## Consigne 1
D'après l'extrait sur le rapport consacré à la CIA, quelle instance est l'auteur de ce rapport ?
## Consigne 2
Reproduisez sans rien changer le passage de l'extrait sur le rapport consacré à la CIA qui va de « New York, de » jusqu'à « contre le terrorisme. ».

## Extrait choisi
┄┄┄┄┄┄┄┄┄┄┄┄┄┄┄┄┄┄┄┄

Comment la CIA a torturé et menti

New York, de notre correspondante.-(tiré de Mediapart.fr) Le rapport tant attendu sur les techniques d’interrogatoires et de torture de la CIA a enfin été publié le 9 décembre. C’est une synthèse de 525 pages résumant quatre ans d’enquête sur les pratiques adoptées par la CIA à la suite des attentats du 11 septembre 2001. Si ce rapport n’est qu’un résumé d’un document de plus de 6 700 pages, s’il a été expurgé de noms et de nombreux détails, son contenu n’en est pas moins passionnant, dérangeant et accablant. Il est une nouvelle illustration des errements de la guerre contre le terrorisme.

La commission du Sénat chargée du renseignement en est l’auteur. De 2009 à 2013, elle a enquêté sur les méthodes d’interrogatoire adoptées par la CIA. La commission se fixait comme objectif de déterminer si ce « programme de détention et d’interrogatoire » avait été d’une quelconque utilité pour obtenir des renseignements. Ces méthodes, incluant la simulation de noyade ou la privation de sommeil, ont notamment été utilisées dans des prisons secrètes ou « black sites », ouverts dans plusieurs pays sous l’administration de George W. Bush, entre 2002 et 2006. Les prisonniers y étaient tous soupçonnés d’appartenir à Al-Qaïda. Selon le décompte de la CIA, 119 détenus ont fait les frais de ce programme secret, qui sera interdit en janvier 2009.

┄┄┄┄┄┄┄┄┄┄┄┄┄┄┄┄┄┄┄┄

## Données fournies
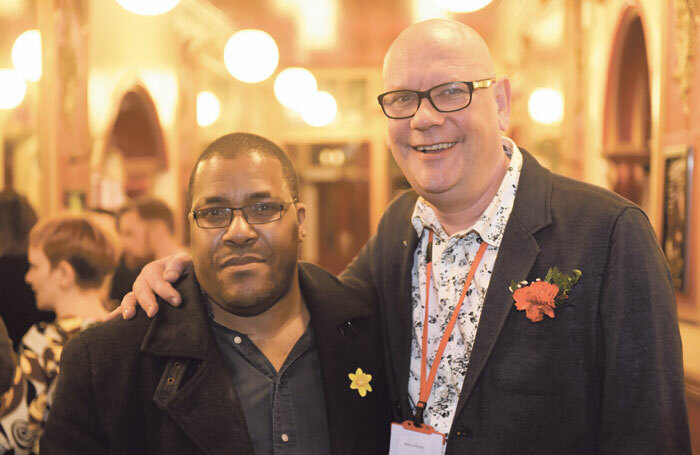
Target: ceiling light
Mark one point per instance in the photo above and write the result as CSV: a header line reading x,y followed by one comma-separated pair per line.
x,y
251,55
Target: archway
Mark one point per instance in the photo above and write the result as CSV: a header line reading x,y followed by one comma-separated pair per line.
x,y
627,127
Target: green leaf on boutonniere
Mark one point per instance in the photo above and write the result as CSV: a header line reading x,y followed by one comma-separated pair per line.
x,y
513,286
563,281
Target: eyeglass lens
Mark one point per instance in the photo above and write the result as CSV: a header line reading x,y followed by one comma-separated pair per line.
x,y
216,217
446,97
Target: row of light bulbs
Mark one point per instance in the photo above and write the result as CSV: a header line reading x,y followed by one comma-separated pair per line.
x,y
250,56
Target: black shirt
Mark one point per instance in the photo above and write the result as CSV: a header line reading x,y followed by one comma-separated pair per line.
x,y
285,411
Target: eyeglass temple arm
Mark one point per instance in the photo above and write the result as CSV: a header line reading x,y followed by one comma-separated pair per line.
x,y
484,83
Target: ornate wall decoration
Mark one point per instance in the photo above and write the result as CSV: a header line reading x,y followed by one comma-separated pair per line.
x,y
687,17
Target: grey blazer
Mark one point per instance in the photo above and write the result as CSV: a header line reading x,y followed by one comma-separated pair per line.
x,y
604,376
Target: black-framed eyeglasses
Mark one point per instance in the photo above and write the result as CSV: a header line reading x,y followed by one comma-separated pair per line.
x,y
448,97
258,213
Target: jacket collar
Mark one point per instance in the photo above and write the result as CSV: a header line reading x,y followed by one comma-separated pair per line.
x,y
516,256
207,407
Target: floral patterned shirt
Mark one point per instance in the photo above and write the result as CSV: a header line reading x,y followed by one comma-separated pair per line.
x,y
24,408
452,258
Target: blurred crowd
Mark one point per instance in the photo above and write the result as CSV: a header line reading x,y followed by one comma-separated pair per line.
x,y
58,275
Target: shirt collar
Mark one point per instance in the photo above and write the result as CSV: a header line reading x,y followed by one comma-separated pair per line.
x,y
487,226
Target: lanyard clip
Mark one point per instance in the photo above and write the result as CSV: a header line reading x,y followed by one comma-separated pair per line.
x,y
418,418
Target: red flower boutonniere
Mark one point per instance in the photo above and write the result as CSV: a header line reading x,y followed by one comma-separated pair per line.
x,y
542,297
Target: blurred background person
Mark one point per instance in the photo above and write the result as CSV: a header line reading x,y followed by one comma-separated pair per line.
x,y
71,262
17,306
7,359
147,231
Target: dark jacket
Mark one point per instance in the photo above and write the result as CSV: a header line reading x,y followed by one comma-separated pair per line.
x,y
604,376
161,386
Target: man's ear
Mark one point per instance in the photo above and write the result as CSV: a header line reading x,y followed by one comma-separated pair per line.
x,y
502,95
301,216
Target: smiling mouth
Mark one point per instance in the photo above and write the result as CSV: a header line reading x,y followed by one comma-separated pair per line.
x,y
434,147
238,261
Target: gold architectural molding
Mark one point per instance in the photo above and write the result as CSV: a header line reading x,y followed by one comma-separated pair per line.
x,y
687,16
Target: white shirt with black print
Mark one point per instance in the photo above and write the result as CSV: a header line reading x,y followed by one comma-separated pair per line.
x,y
452,258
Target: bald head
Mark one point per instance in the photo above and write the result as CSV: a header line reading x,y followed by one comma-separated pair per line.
x,y
438,39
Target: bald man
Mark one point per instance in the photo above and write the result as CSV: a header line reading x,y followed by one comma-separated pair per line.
x,y
551,324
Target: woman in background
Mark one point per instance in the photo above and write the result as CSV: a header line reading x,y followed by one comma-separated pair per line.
x,y
71,262
17,306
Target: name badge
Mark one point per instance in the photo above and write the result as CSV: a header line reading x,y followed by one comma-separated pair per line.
x,y
408,439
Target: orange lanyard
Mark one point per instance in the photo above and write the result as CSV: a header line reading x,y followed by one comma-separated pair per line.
x,y
426,384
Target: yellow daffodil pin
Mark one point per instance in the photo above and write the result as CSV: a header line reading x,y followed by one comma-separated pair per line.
x,y
360,382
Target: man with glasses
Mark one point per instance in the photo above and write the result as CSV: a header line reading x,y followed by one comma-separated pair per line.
x,y
265,355
524,312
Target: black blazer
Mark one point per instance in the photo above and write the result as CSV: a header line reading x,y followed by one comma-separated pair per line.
x,y
604,376
161,386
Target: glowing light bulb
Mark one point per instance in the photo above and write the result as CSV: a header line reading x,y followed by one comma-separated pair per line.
x,y
319,109
251,55
463,6
546,106
12,89
148,7
293,86
26,55
208,108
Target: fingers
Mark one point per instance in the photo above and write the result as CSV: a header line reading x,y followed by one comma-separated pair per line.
x,y
175,265
112,314
143,296
127,308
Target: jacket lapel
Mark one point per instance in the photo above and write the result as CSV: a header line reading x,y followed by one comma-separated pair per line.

┄┄┄┄┄┄┄┄┄┄┄┄┄┄┄┄┄┄┄┄

## Réponse rédigée 1
La commission du Sénat chargée du renseignement.

## Réponse rédigée 2
New York, de notre correspondante.-(tiré de Mediapart.fr) Le rapport tant attendu sur les techniques d’interrogatoires et de torture de la CIA a enfin été publié le 9 décembre. C’est une synthèse de 525 pages résumant quatre ans d’enquête sur les pratiques adoptées par la CIA à la suite des attentats du 11 septembre 2001. Si ce rapport n’est qu’un résumé d’un document de plus de 6 700 pages, s’il a été expurgé de noms et de nombreux détails, son contenu n’en est pas moins passionnant, dérangeant et accablant. Il est une nouvelle illustration des errements de la guerre contre le terrorisme.